▶ _REQUIRED WORK_
Take every line from the entries below that includes the word "wooden" and copy it.

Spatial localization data
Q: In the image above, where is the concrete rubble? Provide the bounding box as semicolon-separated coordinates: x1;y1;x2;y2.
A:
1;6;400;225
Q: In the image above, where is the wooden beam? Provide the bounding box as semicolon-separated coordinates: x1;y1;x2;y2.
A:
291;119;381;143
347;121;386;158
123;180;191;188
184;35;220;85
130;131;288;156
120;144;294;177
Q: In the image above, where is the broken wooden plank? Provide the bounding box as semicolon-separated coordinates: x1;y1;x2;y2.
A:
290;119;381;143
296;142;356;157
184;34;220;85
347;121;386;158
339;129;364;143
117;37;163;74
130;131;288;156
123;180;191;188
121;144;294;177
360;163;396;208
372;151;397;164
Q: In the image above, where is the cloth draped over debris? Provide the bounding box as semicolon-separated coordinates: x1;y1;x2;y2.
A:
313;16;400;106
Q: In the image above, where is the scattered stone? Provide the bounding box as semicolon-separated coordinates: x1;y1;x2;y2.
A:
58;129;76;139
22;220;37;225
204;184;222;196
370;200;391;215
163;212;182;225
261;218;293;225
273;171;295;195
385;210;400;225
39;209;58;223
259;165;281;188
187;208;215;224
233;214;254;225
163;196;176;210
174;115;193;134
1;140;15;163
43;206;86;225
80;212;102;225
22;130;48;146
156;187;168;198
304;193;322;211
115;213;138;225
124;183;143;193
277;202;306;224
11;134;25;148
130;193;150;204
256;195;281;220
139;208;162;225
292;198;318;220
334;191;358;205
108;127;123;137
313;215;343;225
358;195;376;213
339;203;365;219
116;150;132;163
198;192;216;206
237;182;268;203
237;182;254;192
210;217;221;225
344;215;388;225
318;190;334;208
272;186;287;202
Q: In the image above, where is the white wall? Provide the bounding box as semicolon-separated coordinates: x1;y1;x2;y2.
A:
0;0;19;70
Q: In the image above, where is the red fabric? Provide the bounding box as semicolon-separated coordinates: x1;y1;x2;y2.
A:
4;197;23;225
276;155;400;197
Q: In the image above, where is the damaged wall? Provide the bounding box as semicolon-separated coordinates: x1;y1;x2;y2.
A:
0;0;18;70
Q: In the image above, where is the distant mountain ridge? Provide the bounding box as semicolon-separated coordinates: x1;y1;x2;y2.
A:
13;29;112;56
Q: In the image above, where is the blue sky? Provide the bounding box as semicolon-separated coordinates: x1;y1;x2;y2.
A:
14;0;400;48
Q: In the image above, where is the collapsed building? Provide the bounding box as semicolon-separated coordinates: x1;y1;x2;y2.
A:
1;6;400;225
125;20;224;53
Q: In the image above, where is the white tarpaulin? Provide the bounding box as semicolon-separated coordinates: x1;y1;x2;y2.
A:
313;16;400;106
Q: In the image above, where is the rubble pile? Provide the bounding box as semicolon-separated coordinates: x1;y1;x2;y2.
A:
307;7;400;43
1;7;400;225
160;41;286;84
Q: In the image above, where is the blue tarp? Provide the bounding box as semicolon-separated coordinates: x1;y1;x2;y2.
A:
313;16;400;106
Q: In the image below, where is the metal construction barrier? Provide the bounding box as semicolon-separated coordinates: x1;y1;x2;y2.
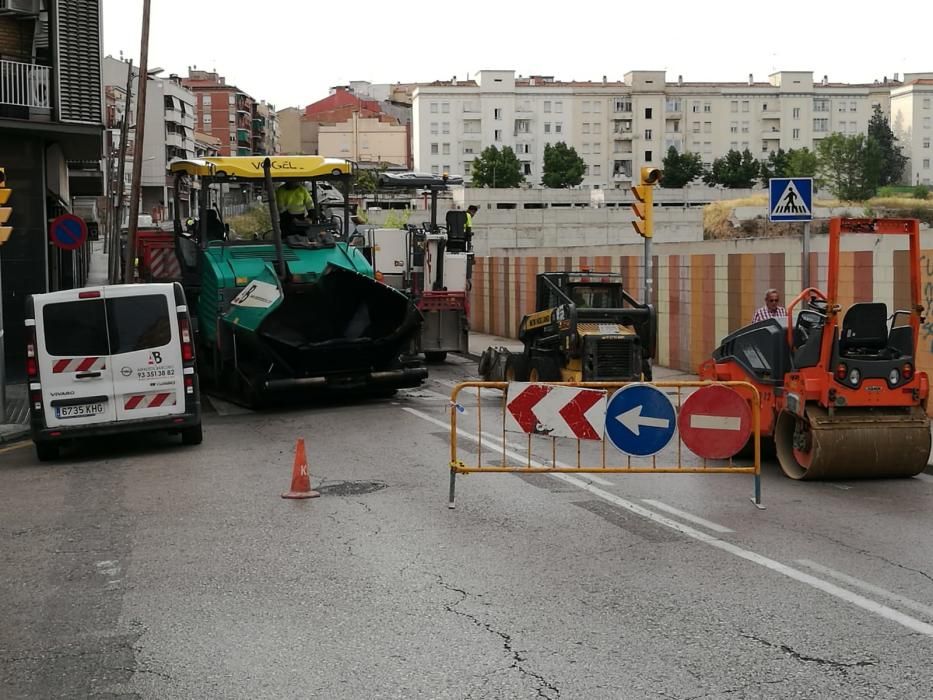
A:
448;380;762;508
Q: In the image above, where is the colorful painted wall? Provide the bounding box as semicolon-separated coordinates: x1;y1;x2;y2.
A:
470;232;933;378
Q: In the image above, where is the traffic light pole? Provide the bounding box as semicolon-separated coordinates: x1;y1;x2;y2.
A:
643;237;652;305
802;221;811;288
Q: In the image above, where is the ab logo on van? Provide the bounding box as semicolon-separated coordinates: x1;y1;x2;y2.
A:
148;351;163;365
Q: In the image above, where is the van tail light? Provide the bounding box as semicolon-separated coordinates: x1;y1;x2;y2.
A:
178;316;194;363
835;363;847;380
26;327;38;378
184;376;194;395
903;363;914;380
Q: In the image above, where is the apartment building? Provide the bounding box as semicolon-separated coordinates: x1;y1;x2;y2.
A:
183;68;257;157
891;74;933;186
103;57;196;222
253;100;279;156
0;0;104;373
412;70;908;187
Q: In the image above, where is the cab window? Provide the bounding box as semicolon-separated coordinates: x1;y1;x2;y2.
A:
107;295;172;354
568;285;620;309
42;300;109;357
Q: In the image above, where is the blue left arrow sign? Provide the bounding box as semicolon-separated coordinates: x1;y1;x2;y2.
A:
605;384;677;457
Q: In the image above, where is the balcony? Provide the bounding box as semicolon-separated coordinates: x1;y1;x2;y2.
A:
612;171;633;181
0;59;51;115
237;128;250;145
166;132;183;148
237;147;251;156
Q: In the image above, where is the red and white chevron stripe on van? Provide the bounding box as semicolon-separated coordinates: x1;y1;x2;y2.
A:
52;357;107;374
123;392;177;410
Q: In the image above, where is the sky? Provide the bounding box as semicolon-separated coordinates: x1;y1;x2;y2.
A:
102;0;930;110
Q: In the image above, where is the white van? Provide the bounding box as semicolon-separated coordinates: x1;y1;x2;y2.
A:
25;282;202;461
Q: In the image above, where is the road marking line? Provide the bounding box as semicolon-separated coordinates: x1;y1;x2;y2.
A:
0;440;30;454
690;414;741;431
403;406;933;637
641;499;734;533
914;473;933;483
796;559;933;619
584;474;615;486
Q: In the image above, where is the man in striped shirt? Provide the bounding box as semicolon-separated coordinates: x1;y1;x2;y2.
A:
752;289;787;323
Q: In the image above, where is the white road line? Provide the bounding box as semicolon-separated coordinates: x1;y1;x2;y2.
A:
796;559;933;619
403;405;933;637
584;474;615;486
914;473;933;483
690;415;741;431
641;499;734;533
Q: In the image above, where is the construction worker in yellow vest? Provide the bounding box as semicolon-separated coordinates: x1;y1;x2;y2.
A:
465;205;478;235
275;181;315;235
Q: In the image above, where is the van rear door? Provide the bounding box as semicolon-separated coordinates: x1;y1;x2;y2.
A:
35;290;117;428
105;284;185;420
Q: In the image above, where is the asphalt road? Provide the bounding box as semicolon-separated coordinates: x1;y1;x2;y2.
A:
2;355;933;699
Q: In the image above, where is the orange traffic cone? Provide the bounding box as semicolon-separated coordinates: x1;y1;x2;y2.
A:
281;438;320;499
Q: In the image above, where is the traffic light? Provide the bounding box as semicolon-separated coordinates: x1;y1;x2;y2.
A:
0;167;11;244
631;166;662;239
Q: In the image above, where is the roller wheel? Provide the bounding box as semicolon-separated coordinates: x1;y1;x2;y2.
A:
774;410;814;480
504;354;530;382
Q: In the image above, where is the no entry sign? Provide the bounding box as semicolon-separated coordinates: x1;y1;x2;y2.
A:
49;213;88;251
678;385;752;459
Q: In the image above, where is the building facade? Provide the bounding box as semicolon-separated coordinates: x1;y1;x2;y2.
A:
103;57;197;222
183;69;255;157
891;74;933;186
0;0;104;375
412;70;915;187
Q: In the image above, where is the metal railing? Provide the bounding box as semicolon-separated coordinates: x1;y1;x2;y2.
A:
0;59;51;110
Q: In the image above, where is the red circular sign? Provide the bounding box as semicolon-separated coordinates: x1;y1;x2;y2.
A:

▶ _RESULT OF THE TASK_
Q: In the image above, where is the wooden beam? Provide the bounding box as semicolon-separated coordinates: x1;y1;x2;y2.
Q: In the image above, where is the broken wooden plank? Provide the bounding box as semicolon-separated coordinates: x1;y1;x2;y2.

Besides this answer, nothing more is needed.